=== TASK TO CARRY OUT ===
Every line must be returned precisely as it is written.

=== MATERIAL FOR THIS TASK ===
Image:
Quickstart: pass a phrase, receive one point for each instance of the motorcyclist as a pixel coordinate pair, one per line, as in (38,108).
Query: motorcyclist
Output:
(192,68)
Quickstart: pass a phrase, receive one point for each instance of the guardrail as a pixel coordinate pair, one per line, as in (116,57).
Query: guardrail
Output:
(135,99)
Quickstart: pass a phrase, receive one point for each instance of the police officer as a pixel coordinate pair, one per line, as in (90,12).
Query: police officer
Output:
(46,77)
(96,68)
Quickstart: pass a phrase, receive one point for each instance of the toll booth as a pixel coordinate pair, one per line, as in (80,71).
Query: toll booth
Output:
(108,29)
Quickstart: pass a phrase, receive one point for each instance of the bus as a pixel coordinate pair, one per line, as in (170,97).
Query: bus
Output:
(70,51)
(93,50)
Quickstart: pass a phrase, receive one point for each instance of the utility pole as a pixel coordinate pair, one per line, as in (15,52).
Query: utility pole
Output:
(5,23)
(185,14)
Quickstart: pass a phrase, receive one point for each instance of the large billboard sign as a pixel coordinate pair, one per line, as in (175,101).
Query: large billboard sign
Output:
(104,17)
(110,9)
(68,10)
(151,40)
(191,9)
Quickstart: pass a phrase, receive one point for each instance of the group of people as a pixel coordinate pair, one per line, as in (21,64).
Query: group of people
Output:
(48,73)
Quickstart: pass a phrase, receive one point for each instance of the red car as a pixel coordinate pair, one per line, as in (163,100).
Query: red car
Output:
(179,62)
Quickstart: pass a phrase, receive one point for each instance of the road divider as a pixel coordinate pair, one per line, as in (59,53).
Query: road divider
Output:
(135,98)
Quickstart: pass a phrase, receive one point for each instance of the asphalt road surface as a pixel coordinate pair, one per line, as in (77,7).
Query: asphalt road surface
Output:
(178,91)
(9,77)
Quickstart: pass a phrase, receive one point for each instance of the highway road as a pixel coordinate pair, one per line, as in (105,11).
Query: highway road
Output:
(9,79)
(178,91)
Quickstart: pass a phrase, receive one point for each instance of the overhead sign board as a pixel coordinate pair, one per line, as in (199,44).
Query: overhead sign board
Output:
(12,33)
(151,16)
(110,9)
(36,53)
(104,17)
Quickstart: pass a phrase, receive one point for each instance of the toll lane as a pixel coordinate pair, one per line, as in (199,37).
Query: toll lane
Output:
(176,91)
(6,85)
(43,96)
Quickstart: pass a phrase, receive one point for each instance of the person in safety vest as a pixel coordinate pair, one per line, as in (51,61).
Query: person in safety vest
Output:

=== RESPONSE TO THE EXERCISE ===
Image:
Quickstart: pass a phrase, receive one point for each instance of the motorcyclist as a pixel coordinate pair, one per line, as in (38,108).
Query: motorcyclist
Output:
(192,68)
Quickstart: pass a phrase, receive one point for each instance of the guardrail as a pixel coordinate pair, one per line, as in (116,57).
Query: guardrail
Output:
(135,99)
Quickstart: pass a phrase, receive one point for each instance of the police officer as a pixel coordinate pair, one per line, as in (90,12).
Query: police officer
Output:
(46,77)
(96,68)
Quickstart: pass a phrase, receive one point for each instance of the toll booth as a pixel coordinate pair, one per line, as in (80,71).
Query: toll booth
Output:
(108,29)
Quickstart: pass a phrase, receive one point for each instance of the bus as a pixel coordinate pair, one per line, as in (170,97).
Query: bus
Output:
(70,51)
(93,50)
Quickstart: pass a phrase, receive one point for each instance of the utility pole as a pixel coordinate pair, one per line, as in (15,52).
Query: utility pole
Output:
(5,23)
(185,14)
Quickstart: pass a phrase, receive one point for each instance of the large billboard sign as a pixel coordinate pair, one per line, as in (175,101).
Query: large billboard sign
Output:
(104,17)
(110,9)
(68,10)
(151,40)
(191,9)
Quickstart: pass a phrase, receive one point for each instance of the group of people as a pixel coordinate pair, one per line, as in (21,64).
Query: group of people
Output:
(48,73)
Quickstart: pass a phrase, receive one point for each instance of the red car as a pixel coordinate pair, one per line, as in (163,100).
Query: red car
Output:
(179,62)
Quickstart: pass a phrase, receive one point for each instance of the road divider as a pixel coordinate pair, one per line, as in (59,53).
Query: road divider
Output:
(135,98)
Quickstart: pass a phrase, receive one point for each instance of the asphalt road surface as a pixel coordinate pair, one per line, as in (77,7).
Query: asphalt road surface
Output:
(178,91)
(9,77)
Quickstart: pass a phrase, receive one point for each instance of the highway road as a pixel coordinate pair, one per line, as in (105,11).
Query: highway road
Output:
(9,79)
(178,91)
Quickstart: pass a phrase, receive one point for each instance of the overhead sign board as a pixel coordinate pair, one per line, as in (199,44).
Query: overhead sign board
Output:
(12,33)
(151,16)
(110,9)
(36,53)
(104,17)
Quickstart: pass a phrase, receive one point for each instance of the toll lane as a pixel coordinate pair, one per line, as in (199,37).
Query: toll lane
Output:
(176,91)
(6,85)
(43,96)
Quickstart: pass a phrase, receive one point for each instance of the person in safety vest as a pixel coordinate pair, one per line, as in (51,61).
Query: person in safety vest
Output:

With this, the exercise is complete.